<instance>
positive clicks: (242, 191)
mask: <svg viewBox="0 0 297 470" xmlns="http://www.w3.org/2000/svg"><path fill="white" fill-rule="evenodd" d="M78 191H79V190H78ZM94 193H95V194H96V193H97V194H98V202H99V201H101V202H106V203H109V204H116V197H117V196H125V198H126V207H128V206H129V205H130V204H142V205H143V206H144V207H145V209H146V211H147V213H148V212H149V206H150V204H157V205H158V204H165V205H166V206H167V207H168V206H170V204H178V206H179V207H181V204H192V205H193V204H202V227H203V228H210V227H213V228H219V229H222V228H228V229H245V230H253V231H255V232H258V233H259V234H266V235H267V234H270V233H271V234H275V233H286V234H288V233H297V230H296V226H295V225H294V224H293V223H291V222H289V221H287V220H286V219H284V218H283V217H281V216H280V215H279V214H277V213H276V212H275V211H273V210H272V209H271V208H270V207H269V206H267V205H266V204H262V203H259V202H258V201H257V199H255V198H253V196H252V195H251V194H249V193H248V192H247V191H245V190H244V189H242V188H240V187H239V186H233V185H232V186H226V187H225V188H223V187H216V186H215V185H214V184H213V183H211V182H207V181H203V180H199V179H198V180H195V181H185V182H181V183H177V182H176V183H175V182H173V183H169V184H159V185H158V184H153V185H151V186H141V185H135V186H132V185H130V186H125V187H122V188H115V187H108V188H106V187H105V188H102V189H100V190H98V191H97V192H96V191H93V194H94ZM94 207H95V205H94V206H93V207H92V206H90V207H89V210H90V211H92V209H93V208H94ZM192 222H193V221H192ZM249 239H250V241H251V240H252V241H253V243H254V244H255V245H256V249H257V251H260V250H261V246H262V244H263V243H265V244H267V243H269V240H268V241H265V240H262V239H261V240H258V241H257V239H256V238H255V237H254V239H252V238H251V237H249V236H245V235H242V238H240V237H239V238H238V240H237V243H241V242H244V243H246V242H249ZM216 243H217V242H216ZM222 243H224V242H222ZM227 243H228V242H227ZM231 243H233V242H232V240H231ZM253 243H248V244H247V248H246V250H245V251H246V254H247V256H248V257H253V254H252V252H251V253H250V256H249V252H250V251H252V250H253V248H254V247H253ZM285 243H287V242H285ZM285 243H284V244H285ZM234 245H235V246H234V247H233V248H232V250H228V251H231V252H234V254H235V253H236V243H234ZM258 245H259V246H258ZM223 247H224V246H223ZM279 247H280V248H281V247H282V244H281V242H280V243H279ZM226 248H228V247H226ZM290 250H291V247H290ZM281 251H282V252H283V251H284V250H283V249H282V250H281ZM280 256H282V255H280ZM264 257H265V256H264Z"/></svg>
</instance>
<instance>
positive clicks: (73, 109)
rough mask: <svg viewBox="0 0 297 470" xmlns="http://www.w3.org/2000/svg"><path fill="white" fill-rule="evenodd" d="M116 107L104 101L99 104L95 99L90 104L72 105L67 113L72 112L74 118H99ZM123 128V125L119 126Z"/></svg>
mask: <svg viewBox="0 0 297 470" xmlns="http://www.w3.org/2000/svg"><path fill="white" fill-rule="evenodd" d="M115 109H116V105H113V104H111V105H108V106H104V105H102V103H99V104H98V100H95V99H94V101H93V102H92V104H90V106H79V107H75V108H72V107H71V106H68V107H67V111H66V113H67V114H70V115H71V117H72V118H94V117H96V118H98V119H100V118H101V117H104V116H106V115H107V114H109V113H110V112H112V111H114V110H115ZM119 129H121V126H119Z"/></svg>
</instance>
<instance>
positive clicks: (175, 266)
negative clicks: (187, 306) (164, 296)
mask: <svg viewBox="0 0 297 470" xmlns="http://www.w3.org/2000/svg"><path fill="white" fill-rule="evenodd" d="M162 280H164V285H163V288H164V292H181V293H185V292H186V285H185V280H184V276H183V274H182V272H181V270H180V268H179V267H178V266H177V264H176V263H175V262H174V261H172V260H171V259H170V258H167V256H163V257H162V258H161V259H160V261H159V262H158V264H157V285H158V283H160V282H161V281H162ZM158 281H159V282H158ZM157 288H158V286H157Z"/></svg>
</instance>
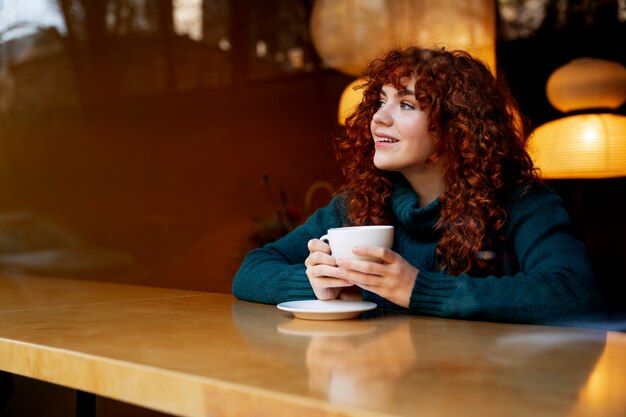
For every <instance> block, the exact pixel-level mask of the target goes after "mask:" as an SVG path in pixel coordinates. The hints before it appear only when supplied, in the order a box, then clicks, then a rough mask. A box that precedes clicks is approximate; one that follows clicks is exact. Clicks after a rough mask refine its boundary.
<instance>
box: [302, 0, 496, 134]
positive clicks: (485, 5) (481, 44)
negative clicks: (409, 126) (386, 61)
mask: <svg viewBox="0 0 626 417" xmlns="http://www.w3.org/2000/svg"><path fill="white" fill-rule="evenodd" d="M495 21H496V19H495V2H494V1H493V0H467V1H463V2H459V1H456V0H316V1H315V3H314V5H313V10H312V13H311V21H310V30H311V40H312V42H313V46H314V47H315V49H316V50H317V52H318V54H319V55H320V57H321V58H322V60H323V61H324V63H325V64H326V65H328V66H329V67H331V68H334V69H337V70H339V71H341V72H343V73H345V74H348V75H352V76H356V77H358V76H360V75H362V73H363V71H364V69H365V66H366V65H367V64H368V63H369V62H370V61H371V60H372V59H374V58H376V57H377V56H379V55H381V54H382V53H384V52H385V51H387V50H389V49H391V48H404V47H408V46H422V47H445V48H447V49H463V50H466V51H468V52H469V53H471V54H472V55H474V56H476V57H478V58H480V59H482V60H483V61H485V62H486V63H487V65H489V67H490V68H491V69H492V71H494V72H495V61H496V59H495V27H496V24H495ZM354 84H355V83H352V84H351V85H349V86H348V87H346V89H345V90H344V92H343V94H342V98H341V104H340V109H339V116H338V118H339V123H341V124H343V122H344V121H345V117H346V114H345V113H342V111H343V110H342V109H345V110H353V109H354V105H355V104H358V103H359V102H360V101H361V99H362V97H363V96H362V90H354V89H353V86H354ZM356 84H358V82H356ZM346 103H350V104H349V105H348V104H346Z"/></svg>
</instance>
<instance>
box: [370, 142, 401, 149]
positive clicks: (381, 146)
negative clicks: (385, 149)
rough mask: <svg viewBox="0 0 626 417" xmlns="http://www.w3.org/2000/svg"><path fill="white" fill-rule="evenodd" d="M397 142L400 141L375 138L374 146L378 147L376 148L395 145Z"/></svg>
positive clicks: (376, 147)
mask: <svg viewBox="0 0 626 417" xmlns="http://www.w3.org/2000/svg"><path fill="white" fill-rule="evenodd" d="M396 143H398V142H397V141H396V142H386V141H380V140H375V141H374V148H376V149H381V148H386V147H388V146H393V145H395V144H396Z"/></svg>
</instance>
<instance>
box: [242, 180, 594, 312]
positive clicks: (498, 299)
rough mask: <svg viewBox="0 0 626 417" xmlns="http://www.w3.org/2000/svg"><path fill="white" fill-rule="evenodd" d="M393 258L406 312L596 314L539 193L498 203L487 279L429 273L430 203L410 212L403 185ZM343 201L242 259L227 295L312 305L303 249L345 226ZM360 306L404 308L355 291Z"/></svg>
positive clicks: (432, 235)
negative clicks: (240, 267) (394, 255)
mask: <svg viewBox="0 0 626 417" xmlns="http://www.w3.org/2000/svg"><path fill="white" fill-rule="evenodd" d="M391 201H392V213H393V217H392V219H393V220H392V224H393V225H394V226H395V237H394V246H393V250H394V251H395V252H397V253H398V254H400V255H402V257H404V258H405V259H406V260H407V261H408V262H409V263H411V264H412V265H413V266H415V267H416V268H418V269H419V272H418V273H417V276H416V277H415V284H414V287H413V290H412V295H411V301H410V306H409V310H410V312H412V313H415V314H424V315H432V316H440V317H450V318H464V319H476V320H491V321H506V322H523V323H567V322H577V321H580V320H586V319H588V317H590V316H591V315H592V314H594V313H595V312H597V311H599V309H600V307H601V297H600V294H599V290H598V288H597V284H596V281H595V277H594V273H593V271H592V268H591V266H590V262H589V259H588V257H587V254H586V251H585V248H584V247H583V245H582V244H581V242H579V241H578V240H576V239H575V238H574V237H573V236H572V234H571V226H572V225H571V221H570V218H569V216H568V214H567V212H566V211H565V210H564V208H563V207H562V204H561V200H560V198H559V197H558V196H556V195H555V194H554V193H553V192H552V191H551V190H550V189H549V188H548V187H546V186H545V185H538V186H535V187H533V188H532V189H530V190H527V191H525V192H521V190H518V191H517V192H516V193H515V194H514V195H512V196H511V198H510V199H509V203H508V205H507V223H506V225H505V243H504V245H503V247H502V248H501V250H499V251H498V252H497V253H496V256H495V258H494V259H493V261H492V262H494V267H495V271H497V272H495V273H492V274H487V273H484V272H482V271H471V272H470V273H464V274H461V275H458V276H454V275H449V274H448V273H447V272H446V271H442V270H441V269H440V268H439V267H438V265H437V258H436V255H435V247H436V244H437V241H438V234H437V233H436V232H435V230H434V225H435V223H436V221H437V219H438V217H439V206H438V201H437V200H435V201H434V202H432V203H431V204H429V205H428V206H426V207H422V208H420V207H419V204H418V196H417V195H416V194H415V192H414V191H413V190H412V189H411V187H410V186H409V185H408V183H406V182H401V183H397V184H395V185H394V189H393V193H392V196H391ZM347 223H348V221H347V216H346V210H345V205H344V200H343V198H342V197H341V196H338V197H335V198H334V199H333V200H332V201H331V202H330V204H329V205H328V206H327V207H324V208H322V209H319V210H318V211H316V212H315V213H314V214H313V215H312V216H311V217H310V218H309V219H308V220H307V221H306V223H305V224H303V225H302V226H300V227H298V228H297V229H295V230H294V231H293V232H291V233H289V234H288V235H287V236H285V237H283V238H281V239H279V240H278V241H276V242H273V243H270V244H267V245H265V246H264V247H262V248H259V249H255V250H253V251H252V252H250V253H249V254H248V256H247V257H246V259H245V260H244V262H243V264H242V265H241V268H240V269H239V271H238V272H237V274H236V275H235V278H234V282H233V294H234V295H235V297H237V298H239V299H242V300H248V301H256V302H261V303H269V304H277V303H280V302H284V301H290V300H304V299H315V295H314V293H313V290H312V288H311V286H310V284H309V280H308V277H307V275H306V272H305V271H306V268H305V266H304V260H305V259H306V258H307V257H308V255H309V251H308V249H307V242H308V241H309V240H310V239H312V238H319V237H320V236H322V235H324V234H326V232H327V230H328V229H329V228H332V227H340V226H345V225H347ZM361 294H362V297H363V299H364V300H367V301H373V302H375V303H377V304H378V305H379V307H381V308H386V309H397V310H404V308H402V307H399V306H397V305H395V304H393V303H391V302H389V301H388V300H385V299H383V298H381V297H379V296H377V295H376V294H373V293H371V292H368V291H365V290H362V291H361Z"/></svg>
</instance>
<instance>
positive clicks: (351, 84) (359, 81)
mask: <svg viewBox="0 0 626 417" xmlns="http://www.w3.org/2000/svg"><path fill="white" fill-rule="evenodd" d="M364 82H365V80H364V79H363V78H358V79H356V80H354V81H352V82H351V83H350V84H348V86H347V87H346V88H345V89H344V90H343V93H341V98H340V99H339V110H338V114H337V119H338V121H339V124H340V125H342V126H343V125H345V124H346V117H348V116H349V115H350V114H352V112H353V111H354V110H355V109H356V107H357V106H358V105H359V103H360V102H361V100H363V89H360V88H359V89H355V87H356V86H358V85H360V84H363V83H364Z"/></svg>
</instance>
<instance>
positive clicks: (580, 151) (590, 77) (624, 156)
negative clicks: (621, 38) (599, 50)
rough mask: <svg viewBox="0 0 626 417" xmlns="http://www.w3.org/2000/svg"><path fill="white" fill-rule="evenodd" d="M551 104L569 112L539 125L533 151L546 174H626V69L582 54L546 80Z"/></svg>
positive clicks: (536, 131)
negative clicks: (617, 108)
mask: <svg viewBox="0 0 626 417" xmlns="http://www.w3.org/2000/svg"><path fill="white" fill-rule="evenodd" d="M546 94H547V96H548V100H549V101H550V103H551V104H552V105H553V106H554V107H555V108H557V109H558V110H560V111H562V112H565V113H566V116H565V117H563V118H561V119H557V120H554V121H551V122H549V123H546V124H544V125H542V126H539V127H538V128H537V129H536V130H535V131H534V132H533V134H532V136H531V138H530V144H529V151H530V153H531V156H532V157H533V160H534V162H535V165H536V166H537V167H538V168H540V169H541V172H542V175H543V177H544V178H548V179H566V178H613V177H622V176H626V116H623V115H620V114H616V113H615V112H614V110H615V109H617V108H619V107H620V106H621V105H622V104H623V103H624V102H625V101H626V68H624V66H623V65H621V64H619V63H616V62H611V61H606V60H601V59H593V58H580V59H576V60H574V61H571V62H570V63H568V64H566V65H564V66H562V67H560V68H558V69H557V70H556V71H555V72H554V73H553V74H552V75H551V76H550V78H549V79H548V83H547V85H546Z"/></svg>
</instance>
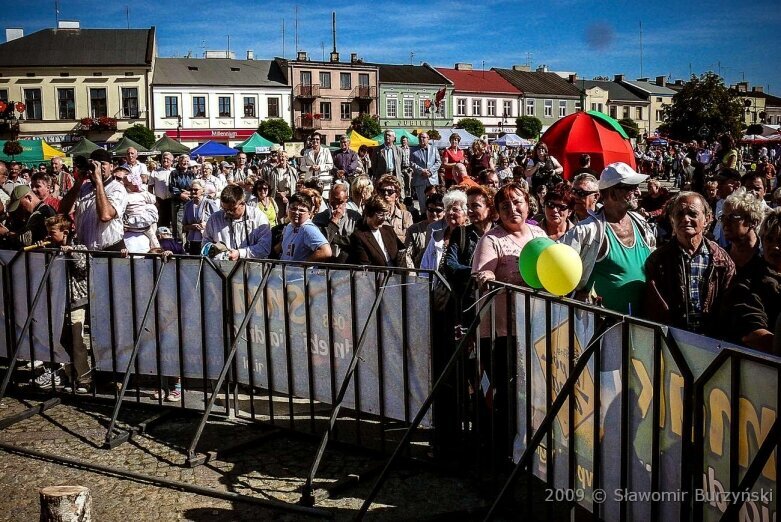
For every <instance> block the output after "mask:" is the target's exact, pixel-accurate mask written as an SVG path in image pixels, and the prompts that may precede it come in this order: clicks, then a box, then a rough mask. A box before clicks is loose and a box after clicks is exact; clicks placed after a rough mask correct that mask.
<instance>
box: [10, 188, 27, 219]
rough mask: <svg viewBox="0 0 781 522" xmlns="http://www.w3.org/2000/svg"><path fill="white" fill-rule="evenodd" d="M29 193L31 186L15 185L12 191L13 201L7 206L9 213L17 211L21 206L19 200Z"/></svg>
mask: <svg viewBox="0 0 781 522" xmlns="http://www.w3.org/2000/svg"><path fill="white" fill-rule="evenodd" d="M29 193H30V187H28V186H27V185H18V186H16V187H14V190H13V191H12V192H11V201H10V202H9V203H8V207H7V208H6V210H7V211H8V213H9V214H11V213H13V212H16V209H17V208H19V202H20V201H21V200H22V198H23V197H25V196H26V195H27V194H29Z"/></svg>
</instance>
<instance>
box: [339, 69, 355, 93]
mask: <svg viewBox="0 0 781 522" xmlns="http://www.w3.org/2000/svg"><path fill="white" fill-rule="evenodd" d="M339 87H340V88H341V89H342V90H343V91H349V90H350V89H352V88H353V81H352V77H351V76H350V73H339Z"/></svg>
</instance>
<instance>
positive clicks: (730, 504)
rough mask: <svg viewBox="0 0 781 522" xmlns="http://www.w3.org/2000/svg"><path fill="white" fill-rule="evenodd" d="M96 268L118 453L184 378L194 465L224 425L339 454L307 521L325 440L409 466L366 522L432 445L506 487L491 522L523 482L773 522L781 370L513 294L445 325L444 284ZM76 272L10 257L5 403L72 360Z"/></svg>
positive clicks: (99, 364) (558, 499) (309, 490)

________________________________________

Return from the data every line that holds "exact".

For every <instance> block, the exact pixel-level mask of the target goes after "mask:" as an SVG path in pixel coordinates. The hints before it appear only when supplied, in the order a box, then clicks, then a rough mask. A box that precedes clicks is approximate; one that follows clicks is exact. Clicks after a rough mask refine its boundary.
For every <instance> block the output after "mask:" is the target's exact, pixel-accurate mask written as an SVG path in image pixels, and the prompts that may precede it come in this order: clicks, then a box, then a rough mask. A box before clicks is loose and a box after clicks is exact; clicks placed after a rough mask correct that mask.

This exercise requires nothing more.